#### [Seitenauszug]
Ask him, she thought.
It's sick but it's really what you want to know most of all, isn't it? So go and ask him. Truth or lie you want to hear his answer. She lit a cigarette and shook out the match.
"So you didn't tell me, Ray," she said. "What did it feel like?"
"Huh? I did tell you."
"You told me how it felt after. Not then. Not at the time."
She took another long drink and looked at him.
"Not when you were out there killing people."
"Jesus, Kath." He looked uncomfortable as hell but she noticed that the spark had come back to his eyes. "You really want to know this?"
"I guess I must. I'm asking."
The house was silent. She could hear the ice clink in his scotch as he tipped the glass and drank. She felt absurd for a moment and a little frightened. Like they were sitting around a fire and she was about to hear him tell a ghost story.
He pushed himself up on the couch. He wouldn't meet her eyes.
He spoke slowly, carefully...
Eine etwas krassere Szene:
He raised the knife and held it above her pointed down and her hearing had returned enough by then for her to hear him mutter
do her just like Sharon, he was talking about Sharon Tate and if the woman even knew he was standing there she didn't show it, she just kept holding on to her husband's head until the knife came down and entered her just above the collarbone and she yelped like a struck dog and blood spurted up and out and Ray pushed the entire length of the blade down into her.
Her arms flwe up and clutched his fists on the handle of the knife and he pulled it out, a rough sawing motion and he reached for her shoulder and pushed her face-first across her usband, her blood already pooling on the floor as now the hands went to her own pulsing wound as before they had gone to his,
holding it in, holding in the life.[...]
She knew what they'd done to Sharon Tate.They'd cut out her baby.

#### [Aufgabenziel]
Gib den Seitenauszug oben vollständig und Wort für Wort wieder.

#### [Bereitgestellte Zeilen]
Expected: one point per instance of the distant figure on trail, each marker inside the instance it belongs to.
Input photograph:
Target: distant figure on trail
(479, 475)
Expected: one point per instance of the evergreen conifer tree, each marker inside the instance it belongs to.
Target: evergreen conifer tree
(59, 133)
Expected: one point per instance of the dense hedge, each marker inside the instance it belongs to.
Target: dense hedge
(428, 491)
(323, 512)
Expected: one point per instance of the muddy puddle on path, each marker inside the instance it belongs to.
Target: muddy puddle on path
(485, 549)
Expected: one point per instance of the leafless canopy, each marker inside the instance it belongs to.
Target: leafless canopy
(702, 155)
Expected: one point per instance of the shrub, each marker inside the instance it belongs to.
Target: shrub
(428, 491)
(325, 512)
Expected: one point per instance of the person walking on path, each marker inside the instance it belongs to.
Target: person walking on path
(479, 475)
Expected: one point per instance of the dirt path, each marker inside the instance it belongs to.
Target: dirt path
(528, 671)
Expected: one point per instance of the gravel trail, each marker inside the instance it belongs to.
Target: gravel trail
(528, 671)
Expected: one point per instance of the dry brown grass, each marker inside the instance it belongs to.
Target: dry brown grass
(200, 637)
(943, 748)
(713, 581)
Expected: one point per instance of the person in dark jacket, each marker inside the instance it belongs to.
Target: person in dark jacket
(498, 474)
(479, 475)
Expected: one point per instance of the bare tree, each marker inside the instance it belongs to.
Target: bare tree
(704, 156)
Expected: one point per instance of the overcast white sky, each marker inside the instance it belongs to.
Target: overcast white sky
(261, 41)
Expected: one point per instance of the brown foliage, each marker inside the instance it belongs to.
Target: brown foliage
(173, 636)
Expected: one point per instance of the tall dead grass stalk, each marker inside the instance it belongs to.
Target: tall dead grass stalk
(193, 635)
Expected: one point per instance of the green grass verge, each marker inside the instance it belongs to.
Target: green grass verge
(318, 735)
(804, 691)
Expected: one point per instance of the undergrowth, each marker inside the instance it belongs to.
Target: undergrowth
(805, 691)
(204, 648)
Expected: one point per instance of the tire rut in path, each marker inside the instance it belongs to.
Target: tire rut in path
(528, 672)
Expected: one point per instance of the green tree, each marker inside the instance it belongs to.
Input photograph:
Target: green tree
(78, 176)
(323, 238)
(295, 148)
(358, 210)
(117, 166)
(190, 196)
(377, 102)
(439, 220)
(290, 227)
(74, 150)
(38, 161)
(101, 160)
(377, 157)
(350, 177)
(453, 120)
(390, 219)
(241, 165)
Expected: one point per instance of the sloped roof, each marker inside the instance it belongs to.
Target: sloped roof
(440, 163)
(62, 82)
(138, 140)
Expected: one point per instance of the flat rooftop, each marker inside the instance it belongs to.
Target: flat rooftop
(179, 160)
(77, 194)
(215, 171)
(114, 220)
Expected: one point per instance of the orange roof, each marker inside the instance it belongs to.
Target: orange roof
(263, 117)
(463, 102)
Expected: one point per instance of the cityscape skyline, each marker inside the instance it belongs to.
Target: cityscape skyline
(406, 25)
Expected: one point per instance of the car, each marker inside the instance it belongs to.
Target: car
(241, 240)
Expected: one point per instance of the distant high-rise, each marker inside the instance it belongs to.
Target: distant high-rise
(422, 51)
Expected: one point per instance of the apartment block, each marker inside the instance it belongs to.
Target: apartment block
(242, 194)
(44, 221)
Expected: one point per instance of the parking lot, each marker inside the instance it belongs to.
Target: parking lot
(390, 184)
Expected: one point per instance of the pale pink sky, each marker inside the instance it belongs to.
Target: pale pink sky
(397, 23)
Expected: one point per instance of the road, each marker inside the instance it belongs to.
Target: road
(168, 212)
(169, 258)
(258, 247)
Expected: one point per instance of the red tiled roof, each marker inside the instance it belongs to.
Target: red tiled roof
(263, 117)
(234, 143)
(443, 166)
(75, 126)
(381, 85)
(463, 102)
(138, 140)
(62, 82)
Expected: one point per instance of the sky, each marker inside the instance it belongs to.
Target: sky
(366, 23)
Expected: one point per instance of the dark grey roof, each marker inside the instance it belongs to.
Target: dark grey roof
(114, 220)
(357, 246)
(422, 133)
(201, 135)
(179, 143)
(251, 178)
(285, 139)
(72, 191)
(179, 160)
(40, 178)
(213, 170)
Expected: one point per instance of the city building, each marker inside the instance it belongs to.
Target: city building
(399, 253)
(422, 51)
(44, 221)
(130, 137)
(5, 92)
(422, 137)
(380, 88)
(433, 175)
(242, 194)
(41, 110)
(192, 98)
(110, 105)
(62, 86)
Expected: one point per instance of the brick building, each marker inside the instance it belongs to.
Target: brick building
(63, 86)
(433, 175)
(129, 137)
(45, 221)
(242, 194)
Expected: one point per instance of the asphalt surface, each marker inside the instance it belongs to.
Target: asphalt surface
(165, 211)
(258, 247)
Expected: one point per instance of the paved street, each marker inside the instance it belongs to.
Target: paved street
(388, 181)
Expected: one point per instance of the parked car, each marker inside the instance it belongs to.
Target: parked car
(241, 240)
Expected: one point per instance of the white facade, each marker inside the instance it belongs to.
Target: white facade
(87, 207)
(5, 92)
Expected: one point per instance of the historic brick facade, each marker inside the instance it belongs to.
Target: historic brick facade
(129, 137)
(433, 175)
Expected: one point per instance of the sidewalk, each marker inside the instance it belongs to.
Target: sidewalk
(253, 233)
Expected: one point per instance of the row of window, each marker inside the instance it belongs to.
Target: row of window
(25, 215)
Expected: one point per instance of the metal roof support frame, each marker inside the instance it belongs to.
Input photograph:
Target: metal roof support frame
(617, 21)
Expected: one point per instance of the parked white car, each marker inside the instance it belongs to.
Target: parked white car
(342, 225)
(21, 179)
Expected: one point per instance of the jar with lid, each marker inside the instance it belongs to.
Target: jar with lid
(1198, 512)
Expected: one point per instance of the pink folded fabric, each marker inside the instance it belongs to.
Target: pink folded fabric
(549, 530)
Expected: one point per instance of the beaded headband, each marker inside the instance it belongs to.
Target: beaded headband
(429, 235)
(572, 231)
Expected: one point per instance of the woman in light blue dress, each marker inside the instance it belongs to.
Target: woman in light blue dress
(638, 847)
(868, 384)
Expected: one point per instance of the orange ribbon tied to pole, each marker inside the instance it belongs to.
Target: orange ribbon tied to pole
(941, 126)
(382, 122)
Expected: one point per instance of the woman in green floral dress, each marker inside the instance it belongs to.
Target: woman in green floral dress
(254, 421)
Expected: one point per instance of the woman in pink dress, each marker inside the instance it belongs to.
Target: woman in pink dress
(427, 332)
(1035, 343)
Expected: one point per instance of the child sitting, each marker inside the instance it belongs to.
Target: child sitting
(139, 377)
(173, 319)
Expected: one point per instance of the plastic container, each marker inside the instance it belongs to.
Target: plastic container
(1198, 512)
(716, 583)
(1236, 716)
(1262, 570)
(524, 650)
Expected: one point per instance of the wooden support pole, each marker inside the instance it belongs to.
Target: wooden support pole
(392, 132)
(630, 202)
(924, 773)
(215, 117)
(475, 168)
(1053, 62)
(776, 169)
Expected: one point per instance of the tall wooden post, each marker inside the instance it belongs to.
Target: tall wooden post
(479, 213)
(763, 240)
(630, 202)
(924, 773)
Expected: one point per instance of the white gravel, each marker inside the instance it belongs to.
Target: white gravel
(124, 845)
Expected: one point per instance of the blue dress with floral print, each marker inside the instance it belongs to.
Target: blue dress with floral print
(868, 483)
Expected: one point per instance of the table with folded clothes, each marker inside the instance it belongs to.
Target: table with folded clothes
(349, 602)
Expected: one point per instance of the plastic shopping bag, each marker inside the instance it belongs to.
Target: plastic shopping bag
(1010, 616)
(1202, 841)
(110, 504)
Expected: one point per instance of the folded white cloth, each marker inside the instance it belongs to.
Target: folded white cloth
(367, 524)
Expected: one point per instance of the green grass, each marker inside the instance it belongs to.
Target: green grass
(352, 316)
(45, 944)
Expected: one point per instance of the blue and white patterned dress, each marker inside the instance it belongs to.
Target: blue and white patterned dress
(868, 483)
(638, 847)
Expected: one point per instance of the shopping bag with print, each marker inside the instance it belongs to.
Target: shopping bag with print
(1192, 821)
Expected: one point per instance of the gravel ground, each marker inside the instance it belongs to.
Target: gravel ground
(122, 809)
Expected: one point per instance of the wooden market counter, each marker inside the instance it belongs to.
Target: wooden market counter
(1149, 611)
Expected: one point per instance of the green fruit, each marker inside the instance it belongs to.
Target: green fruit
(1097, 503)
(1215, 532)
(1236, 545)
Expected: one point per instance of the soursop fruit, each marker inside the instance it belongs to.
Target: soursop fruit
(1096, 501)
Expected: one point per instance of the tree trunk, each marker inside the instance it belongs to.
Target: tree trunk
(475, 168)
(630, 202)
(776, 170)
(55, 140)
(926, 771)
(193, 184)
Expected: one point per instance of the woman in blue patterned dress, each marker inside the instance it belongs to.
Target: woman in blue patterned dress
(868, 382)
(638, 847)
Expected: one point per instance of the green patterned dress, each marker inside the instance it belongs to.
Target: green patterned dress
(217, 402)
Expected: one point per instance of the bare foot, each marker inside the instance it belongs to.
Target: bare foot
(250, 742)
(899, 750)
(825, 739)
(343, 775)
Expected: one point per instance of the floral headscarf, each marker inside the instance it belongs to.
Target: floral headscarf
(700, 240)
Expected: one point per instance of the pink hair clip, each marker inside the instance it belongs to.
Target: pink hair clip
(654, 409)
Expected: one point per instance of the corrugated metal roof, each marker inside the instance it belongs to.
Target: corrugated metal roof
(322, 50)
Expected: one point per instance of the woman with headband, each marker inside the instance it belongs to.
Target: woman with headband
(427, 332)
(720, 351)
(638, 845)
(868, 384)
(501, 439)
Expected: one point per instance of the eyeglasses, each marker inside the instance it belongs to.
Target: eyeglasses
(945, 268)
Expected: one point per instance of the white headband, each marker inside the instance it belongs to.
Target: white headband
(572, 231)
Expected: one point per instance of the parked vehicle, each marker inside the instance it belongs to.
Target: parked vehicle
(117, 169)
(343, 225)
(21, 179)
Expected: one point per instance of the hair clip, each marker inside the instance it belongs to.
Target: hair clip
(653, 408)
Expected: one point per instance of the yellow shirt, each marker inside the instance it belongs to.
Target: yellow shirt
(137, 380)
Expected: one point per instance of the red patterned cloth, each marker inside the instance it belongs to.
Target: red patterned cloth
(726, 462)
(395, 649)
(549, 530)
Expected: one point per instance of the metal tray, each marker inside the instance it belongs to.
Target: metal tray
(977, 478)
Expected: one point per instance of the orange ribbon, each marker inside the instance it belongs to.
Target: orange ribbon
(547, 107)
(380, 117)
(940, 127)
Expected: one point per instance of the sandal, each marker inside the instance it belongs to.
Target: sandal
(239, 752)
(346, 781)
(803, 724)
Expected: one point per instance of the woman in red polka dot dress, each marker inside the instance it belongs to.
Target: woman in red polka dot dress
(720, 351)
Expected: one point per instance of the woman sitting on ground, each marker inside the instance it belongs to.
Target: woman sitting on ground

#### [Antwort]
Ask him, she thought.
It's sick but it's really what you want to know most of all, isn't it? So go and ask him. Truth or lie you want to hear his answer. She lit a cigarette and shook out the match.
"So you didn't tell me, Ray," she said. "What did it feel like?"
"Huh? I did tell you."
"You told me how it felt after. Not then. Not at the time."
She took another long drink and looked at him.
"Not when you were out there killing people."
"Jesus, Kath." He looked uncomfortable as hell but she noticed that the spark had come back to his eyes. "You really want to know this?"
"I guess I must. I'm asking."
The house was silent. She could hear the ice clink in his scotch as he tipped the glass and drank. She felt absurd for a moment and a little frightened. Like they were sitting around a fire and she was about to hear him tell a ghost story.
He pushed himself up on the couch. He wouldn't meet her eyes.
He spoke slowly, carefully...
Eine etwas krassere Szene:
He raised the knife and held it above her pointed down and her hearing had returned enough by then for her to hear him mutter
do her just like Sharon, he was talking about Sharon Tate and if the woman even knew he was standing there she didn't show it, she just kept holding on to her husband's head until the knife came down and entered her just above the collarbone and she yelped like a struck dog and blood spurted up and out and Ray pushed the entire length of the blade down into her.
Her arms flwe up and clutched his fists on the handle of the knife and he pulled it out, a rough sawing motion and he reached for her shoulder and pushed her face-first across her usband, her blood already pooling on the floor as now the hands went to her own pulsing wound as before they had gone to his,
holding it in, holding in the life.[...]
She knew what they'd done to Sharon Tate.They'd cut out her baby.